— Brief —
Copy every record below exactly as it appears.

— Recorded information —
▬▬▬

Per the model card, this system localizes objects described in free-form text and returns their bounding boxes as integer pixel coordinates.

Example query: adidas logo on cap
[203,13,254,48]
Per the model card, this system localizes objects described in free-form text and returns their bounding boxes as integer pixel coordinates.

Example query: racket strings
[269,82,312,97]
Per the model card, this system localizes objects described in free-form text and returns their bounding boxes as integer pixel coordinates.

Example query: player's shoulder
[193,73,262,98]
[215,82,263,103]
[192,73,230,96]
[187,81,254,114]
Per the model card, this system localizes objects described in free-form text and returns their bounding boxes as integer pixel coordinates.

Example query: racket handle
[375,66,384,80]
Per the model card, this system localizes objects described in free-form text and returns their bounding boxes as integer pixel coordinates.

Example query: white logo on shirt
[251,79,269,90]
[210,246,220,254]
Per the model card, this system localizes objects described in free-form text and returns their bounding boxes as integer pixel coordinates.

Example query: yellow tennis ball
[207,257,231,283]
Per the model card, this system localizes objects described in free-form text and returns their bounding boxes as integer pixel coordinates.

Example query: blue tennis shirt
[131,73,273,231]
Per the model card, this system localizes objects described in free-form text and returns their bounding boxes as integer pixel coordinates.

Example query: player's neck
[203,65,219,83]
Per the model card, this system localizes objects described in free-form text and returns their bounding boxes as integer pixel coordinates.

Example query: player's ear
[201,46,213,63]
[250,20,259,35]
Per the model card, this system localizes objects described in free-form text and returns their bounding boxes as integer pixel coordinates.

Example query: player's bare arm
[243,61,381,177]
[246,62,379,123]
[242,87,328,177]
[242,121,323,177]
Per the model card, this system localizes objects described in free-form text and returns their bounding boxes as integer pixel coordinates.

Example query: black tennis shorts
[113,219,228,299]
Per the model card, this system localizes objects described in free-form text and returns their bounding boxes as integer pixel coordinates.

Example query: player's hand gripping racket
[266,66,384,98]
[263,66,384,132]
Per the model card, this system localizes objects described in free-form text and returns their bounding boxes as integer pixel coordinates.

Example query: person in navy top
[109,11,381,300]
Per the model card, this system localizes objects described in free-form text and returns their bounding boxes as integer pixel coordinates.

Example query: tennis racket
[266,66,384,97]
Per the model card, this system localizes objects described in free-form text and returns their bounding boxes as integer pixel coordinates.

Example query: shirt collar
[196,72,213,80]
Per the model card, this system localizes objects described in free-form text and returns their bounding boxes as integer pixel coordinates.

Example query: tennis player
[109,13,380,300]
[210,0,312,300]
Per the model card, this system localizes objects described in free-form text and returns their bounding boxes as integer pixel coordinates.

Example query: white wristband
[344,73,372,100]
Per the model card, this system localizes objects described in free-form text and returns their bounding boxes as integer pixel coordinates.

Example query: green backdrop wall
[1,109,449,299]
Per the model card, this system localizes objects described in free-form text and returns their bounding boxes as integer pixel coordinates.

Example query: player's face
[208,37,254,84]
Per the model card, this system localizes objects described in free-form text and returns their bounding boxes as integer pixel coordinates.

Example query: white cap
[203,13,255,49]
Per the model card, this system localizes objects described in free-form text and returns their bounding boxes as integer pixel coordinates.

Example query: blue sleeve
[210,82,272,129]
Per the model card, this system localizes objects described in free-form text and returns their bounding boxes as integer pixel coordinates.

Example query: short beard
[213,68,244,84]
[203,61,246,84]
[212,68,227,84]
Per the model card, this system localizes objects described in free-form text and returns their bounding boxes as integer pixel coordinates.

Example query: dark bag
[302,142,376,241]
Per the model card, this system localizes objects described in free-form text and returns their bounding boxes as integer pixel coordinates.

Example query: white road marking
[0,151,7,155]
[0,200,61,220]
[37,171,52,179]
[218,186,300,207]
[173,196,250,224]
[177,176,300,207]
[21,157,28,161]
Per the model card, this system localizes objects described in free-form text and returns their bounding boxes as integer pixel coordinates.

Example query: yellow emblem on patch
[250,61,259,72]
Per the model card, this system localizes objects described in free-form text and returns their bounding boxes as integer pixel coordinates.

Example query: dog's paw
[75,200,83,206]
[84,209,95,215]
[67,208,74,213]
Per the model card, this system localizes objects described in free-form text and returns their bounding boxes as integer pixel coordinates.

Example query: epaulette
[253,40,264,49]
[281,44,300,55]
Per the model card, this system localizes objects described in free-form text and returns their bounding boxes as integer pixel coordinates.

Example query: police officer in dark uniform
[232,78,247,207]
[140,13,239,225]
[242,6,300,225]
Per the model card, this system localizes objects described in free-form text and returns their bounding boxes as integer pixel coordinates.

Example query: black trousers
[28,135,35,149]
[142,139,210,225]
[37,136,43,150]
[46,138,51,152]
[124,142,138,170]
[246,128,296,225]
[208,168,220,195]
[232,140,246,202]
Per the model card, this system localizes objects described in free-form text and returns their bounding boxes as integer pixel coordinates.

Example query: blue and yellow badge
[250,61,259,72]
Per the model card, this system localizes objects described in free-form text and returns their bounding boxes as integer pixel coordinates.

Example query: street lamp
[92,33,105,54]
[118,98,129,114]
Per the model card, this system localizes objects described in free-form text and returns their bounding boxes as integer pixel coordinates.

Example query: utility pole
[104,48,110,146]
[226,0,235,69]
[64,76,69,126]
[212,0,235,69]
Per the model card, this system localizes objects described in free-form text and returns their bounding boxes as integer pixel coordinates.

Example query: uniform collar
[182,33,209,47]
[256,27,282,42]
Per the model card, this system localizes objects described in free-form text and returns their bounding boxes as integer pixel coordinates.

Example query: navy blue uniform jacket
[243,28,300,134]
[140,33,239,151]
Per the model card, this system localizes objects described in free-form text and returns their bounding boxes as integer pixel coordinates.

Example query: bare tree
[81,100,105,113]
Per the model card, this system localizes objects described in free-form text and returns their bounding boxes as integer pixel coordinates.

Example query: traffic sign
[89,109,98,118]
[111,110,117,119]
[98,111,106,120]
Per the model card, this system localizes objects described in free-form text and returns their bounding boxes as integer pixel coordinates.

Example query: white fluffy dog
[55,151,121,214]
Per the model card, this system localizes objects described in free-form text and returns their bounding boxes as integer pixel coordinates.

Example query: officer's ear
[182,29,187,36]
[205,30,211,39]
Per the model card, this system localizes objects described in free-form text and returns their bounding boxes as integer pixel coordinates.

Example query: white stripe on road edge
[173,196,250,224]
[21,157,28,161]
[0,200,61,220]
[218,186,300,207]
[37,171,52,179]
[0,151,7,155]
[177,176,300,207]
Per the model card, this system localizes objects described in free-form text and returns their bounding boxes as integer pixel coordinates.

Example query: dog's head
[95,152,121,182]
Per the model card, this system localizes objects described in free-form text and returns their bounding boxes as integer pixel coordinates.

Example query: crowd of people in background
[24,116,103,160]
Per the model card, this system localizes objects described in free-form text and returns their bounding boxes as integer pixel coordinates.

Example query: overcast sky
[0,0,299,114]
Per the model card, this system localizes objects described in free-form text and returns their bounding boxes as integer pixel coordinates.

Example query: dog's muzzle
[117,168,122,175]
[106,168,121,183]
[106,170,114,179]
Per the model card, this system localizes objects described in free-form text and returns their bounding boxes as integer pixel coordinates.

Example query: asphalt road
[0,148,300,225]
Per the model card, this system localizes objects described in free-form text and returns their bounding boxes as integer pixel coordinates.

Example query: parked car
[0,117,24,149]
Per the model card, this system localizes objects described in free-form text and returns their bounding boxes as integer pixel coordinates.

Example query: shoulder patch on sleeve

▬▬▬

— Solution for this exercise —
Per the model card, this system localizes objects described in free-form text and returns their bounding boxes as integer pixel coordinates.

Example query: adidas logo on cap
[203,13,254,48]
Per the model card, this system localizes objects described in free-form text and returns their bounding boxes as integer pixel coordinates.

Example query: racket strings
[269,82,312,97]
Per the model card, this system localizes objects described in free-form text and returns their bounding boxes as integer pixel coordinates.

Example query: player's shoulder
[193,73,262,98]
[215,82,263,103]
[192,73,230,96]
[187,81,254,114]
Per the model card, this system localizes objects described in free-form text and returns their bounding boxes as integer pixel coordinates.

Example query: racket handle
[375,66,384,80]
Per the model card, this system localizes objects described in free-form text and returns their bounding boxes as integer pixel coordinates.

Example query: white logo on shirt
[251,79,269,90]
[210,246,220,254]
Per the model card, this system localizes objects described in free-form text and returns their bounding boxes as integer pixel coordinates.

Example query: yellow tennis ball
[207,257,231,283]
Per the model card, this system localizes objects described in free-form text and returns their bounding boxes as integer pixel coordinates.

Example query: blue tennis shirt
[131,73,273,231]
Per the model card, this system localizes objects described in free-form text and returns their bounding boxes as integer pixel coordinates.

Example query: player's neck
[203,65,219,83]
Per the model card, this system localizes objects described in free-form text and returns their bounding boxes as integer pixel coordinates.

Example query: player's ear
[201,46,213,63]
[250,20,259,35]
Per the model card, this system localizes objects described in free-form text and returns their bounding boxes as integer pixel coordinates.

Example query: player's bare arm
[243,61,381,177]
[246,62,379,123]
[242,87,328,177]
[242,121,323,177]
Per the model card, this system localizes objects described in free-form text and returns their bounding boxes as integer pixel coordinates.

Example query: black tennis shorts
[113,219,228,299]
Per the model card, this system localizes objects described in free-form text and returns their bounding boxes as integer pixel coordinates.

Example query: player's hand gripping racket
[266,66,384,98]
[263,66,384,132]
Per the model card, this system localizes objects described in free-form text and returns their bounding boxes as integer pixel coordinates.

Example query: person in navy top
[109,11,381,300]
Per the model card, this system localizes objects described in free-form text and returns their bounding boxes as integer pixel coordinates.

Example query: tennis racket
[266,66,384,97]
Per the model card, this system localizes objects described in free-form text and returns their bounding boxes as integer pixel coordinates.

Example query: shirt collar
[196,72,213,80]
Per the model card, this system localizes objects described in free-form text and returns their bounding boxes as integer pixel coordinates.

Example query: tennis player
[109,13,380,300]
[210,0,312,300]
Per the model card, this system localizes objects described in free-form text and returns their bounding boxes as integer pixel coordinates.

Example query: white wristband
[344,73,372,100]
Per the model card, this system localizes objects described in free-form text and returns their bounding boxes as integer pixel coordinates.

Example query: green backdrop wall
[1,109,449,299]
Per the model card, this system localizes objects described in free-form text and returns their bounding boxes as integer pixel coordinates.

Example query: player's face
[208,37,254,84]
Per the model card, this system localizes objects described in free-form text and returns their bounding boxes as integer pixel coordinates.

Example query: white cap
[203,13,255,49]
Per the model card, this system localizes objects described in free-form text and returns their bounding boxes as integer pixel coordinates.

Example query: blue sleeve
[210,82,272,129]
Per the model card, this system localizes objects described in free-form text and returns their bounding boxes as integer pixel coordinates.

Example query: short beard
[213,68,244,84]
[203,61,246,84]
[212,68,227,84]
Per the model card, this system localizes objects described in free-form text and returns their bounding boxes as integer pixel coordinates.

Example query: dark bag
[302,142,376,241]
Per the model card, this system localizes objects described in free-form text and returns their bounding boxes as integer pixel coordinates.

Example query: white road marking
[0,151,7,155]
[0,200,61,220]
[37,171,52,179]
[218,186,300,207]
[173,196,250,224]
[177,176,300,207]
[21,157,28,161]
Per the model card, this system localizes objects described in free-form text and returns their bounding boxes as integer pixel coordinates.

Example query: yellow emblem on patch
[250,61,259,72]
Per the model card, this system localizes objects described in free-form text and returns their bounding boxes as integer pixel coordinates.

Example query: dog's paw
[75,200,83,206]
[84,209,95,215]
[67,208,74,213]
Per the model card, this system localizes objects described in free-form text and returns their bounding boxes as integer pixel coordinates.

Example query: epaulette
[253,40,264,49]
[281,44,300,55]
Per the model card, this system localizes objects described in free-form text and returns their bounding boxes as integer pixel coordinates.

Example query: police officer in dark uniform
[232,78,247,207]
[140,13,239,225]
[242,6,300,225]
Per the model card, this system localizes objects described in free-form text and returns their bounding boxes as integer pixel coordinates.

Example query: black trousers
[28,135,35,149]
[142,139,210,225]
[37,136,43,150]
[46,138,51,152]
[124,142,138,170]
[246,128,296,225]
[208,168,220,195]
[232,140,246,202]
Per the model card, this system localizes objects described in free-form text and returns their bounding boxes as integer pixel coordinates.

Example query: blue and yellow badge
[250,61,259,72]
Per the model card, this system localizes objects described in free-form text and returns their bounding boxes as integer pixel coordinates.

Example query: street lamp
[92,33,105,54]
[118,98,129,114]
Per the model card, this system localizes objects described in free-form text and returns their bounding boxes as integer pixel coordinates.

Example query: utility pole
[104,48,110,146]
[226,0,235,69]
[64,76,69,126]
[212,0,235,69]
Per the model card, this system localizes objects described in free-form text and returns their bounding boxes as integer pixel coordinates.

Example query: uniform collar
[182,33,209,47]
[256,27,282,42]
Per the model card, this system localizes objects described in free-form text and returns their bounding boxes as integer pixel coordinates.

Example query: navy blue uniform jacket
[243,28,300,134]
[140,33,239,151]
Per the model card, this system localizes objects described in free-form text and returns their bounding boxes as integer pixel coordinates.

Example query: bare tree
[81,100,105,113]
Per the model card, this system localizes objects described in free-form text and returns their bounding boxes as integer pixel coordinates.

Example query: traffic sign
[89,109,98,118]
[111,110,117,119]
[98,111,106,120]
Per the model card, this system localizes objects described in free-form text and returns their bounding boxes as integer pixel coordinates.

Example query: white fluffy dog
[55,151,121,214]
Per the model card, this system localizes objects described in free-form text and returns their bounding boxes as integer pixel coordinates.

Example query: officer's ear
[182,29,187,36]
[205,30,211,39]
Per the model card, this system localizes objects described in free-form text and returns their bounding boxes as integer pixel coordinates.

Example query: white stripe on road edge
[173,196,250,224]
[21,157,28,161]
[0,200,61,220]
[218,186,300,207]
[37,171,52,179]
[0,151,7,155]
[177,176,300,207]
Per the model card, this system localizes objects described in free-form text and returns their bounding boxes as integer pixel coordinates.

Example query: dog's head
[95,152,121,182]
Per the model card, this system localizes objects described in free-form text and returns their bounding boxes as integer pixel coordinates.

Example query: crowd of people in background
[24,116,103,160]
Per the model card, this system localizes objects described in free-form text and returns their bounding boxes as integer pixel coordinates.

Example query: overcast sky
[0,0,299,114]
Per the model card, this system localizes objects described in free-form text and returns their bounding boxes as integer pixel coordinates.

Example query: dog's muzzle
[117,168,122,175]
[106,168,121,183]
[106,170,114,179]
Per the model card, this system localizes objects described in free-form text and returns their bounding boxes as integer pixel coordinates.

Example query: asphalt road
[0,148,300,225]
Per the model card, this system localizes objects described in free-form text and returns their bounding boxes as integer pixel coordinates.

Example query: parked car
[0,117,24,149]
Per the model card, this system localizes objects described in free-form text and returns their bounding boxes as integer pixel coordinates.

Example query: shoulder patch on sleeve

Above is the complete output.